#### TEXT SECTION:
* * * * * * *
The Leon High School Football Hall of Fame inductee became a member of Sigma Alpha Epsilon fraternity at Florida State University before graduating in 1953. Theo attended the Naval Officer Candidate School and, after three years of active duty in Key West, Proctor joined the family automobile business, which brought the first Cadillac to Tallahassee in 1910.
The Proctor Dealerships are among the oldest corporations in Florida, founded by Theo’s father, W. Theo Proctor Sr., and his uncle O. Earl Proctor. Theo and his first cousin M. Julian Proctor became the second generation of owners and now their sons, Theo III and Martin W. Proctor are third-generation owners.
In addition to Theo’s financial and leadership contributions to Seminole Boosters, the Proctor Dealerships were among the first to contribute automobiles for the FSU coaches and athletic administrators to drive in the “Courtesy Program.”
Theo stayed active in the business, which at the time of his death offered Honda, Suburu and Acura products. He was active on numerous automotive industry boards and enjoyed real estate.
Lifelong friend John Olson, who spent quality time with Theo while stationed in Key West, said Proctor also had a passion for life.
“I was very close to Theo and saw him in a different light,” said Olson. “Theo was somewhat of a quiet person who exhibits leadership. He would never miss a party. He was the first to arrive and somewhat late to leave. If you wanted to find him, look for the oyster bar. He loved oysters. He loved to ride, whether on his tractor or his boat at the coast. We enjoyed a lot of quality time riding on his boat.”
Olson, a Naval airman stationed in Norfolk, Va., spent months training in Key West, where he and Proctor enjoyed each other’s company.
Their relationship grew in Tallahassee, where their wives were born and raised and where they served in the Naval Reserves.
“First of all Martha Anne Proctor and Ann Dalton Olson were very, very close,” said Olson. “That was some of the glue that held us together. The four of us travelled and did a lot of things together.”
Sundays started at Trinity Methodist Church, where the Proctors married and were lifelong members. After services, they headed for the Duval Hotel. “We enjoyed a big breakfast together and got caught up on what is happening in the area,” Olson noted.
It was Proctor who introduced the Northern-raised Olson to southern hospitality and to Seminole Boosters.
* * * * * * *
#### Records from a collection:
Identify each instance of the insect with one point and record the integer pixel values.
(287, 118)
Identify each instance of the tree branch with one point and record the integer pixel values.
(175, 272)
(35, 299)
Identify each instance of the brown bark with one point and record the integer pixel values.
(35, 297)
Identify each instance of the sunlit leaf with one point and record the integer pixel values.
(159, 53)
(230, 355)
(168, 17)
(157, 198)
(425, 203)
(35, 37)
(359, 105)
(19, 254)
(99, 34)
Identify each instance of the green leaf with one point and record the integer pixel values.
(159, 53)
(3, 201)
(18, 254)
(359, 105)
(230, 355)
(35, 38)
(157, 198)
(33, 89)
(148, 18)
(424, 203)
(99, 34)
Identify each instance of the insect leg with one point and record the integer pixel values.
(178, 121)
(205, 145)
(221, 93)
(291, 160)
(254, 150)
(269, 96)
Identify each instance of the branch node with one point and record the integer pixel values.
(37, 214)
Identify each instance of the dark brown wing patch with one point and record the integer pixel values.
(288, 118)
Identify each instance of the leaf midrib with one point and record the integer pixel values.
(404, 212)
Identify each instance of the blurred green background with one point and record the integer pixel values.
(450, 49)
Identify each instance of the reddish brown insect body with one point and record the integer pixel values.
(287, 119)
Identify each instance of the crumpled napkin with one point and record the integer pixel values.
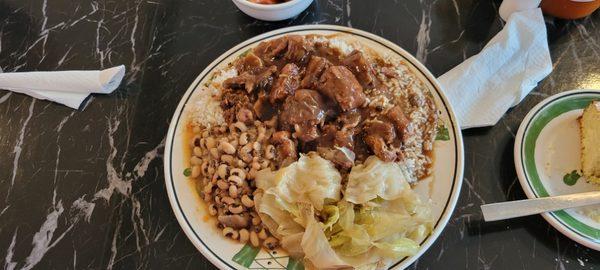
* * * * * * *
#### WORK INSTRUCTION 1:
Repeat word for word the stretch of the text about Theo Proctor from "Lifelong friend John" through "the Naval Reserves.".
#### WORK INSTRUCTION 2:
In the text about Theo Proctor, what car did the family automobile business first bring to Tallahassee, and in what year?
This data is separate material with no connection to the text about Theo Proctor.

#### SOLUTION 1:
Lifelong friend John Olson, who spent quality time with Theo while stationed in Key West, said Proctor also had a passion for life.
“I was very close to Theo and saw him in a different light,” said Olson. “Theo was somewhat of a quiet person who exhibits leadership. He would never miss a party. He was the first to arrive and somewhat late to leave. If you wanted to find him, look for the oyster bar. He loved oysters. He loved to ride, whether on his tractor or his boat at the coast. We enjoyed a lot of quality time riding on his boat.”
Olson, a Naval airman stationed in Norfolk, Va., spent months training in Key West, where he and Proctor enjoyed each other’s company.
Their relationship grew in Tallahassee, where their wives were born and raised and where they served in the Naval Reserves.

#### SOLUTION 2:
The first Cadillac, in 1910.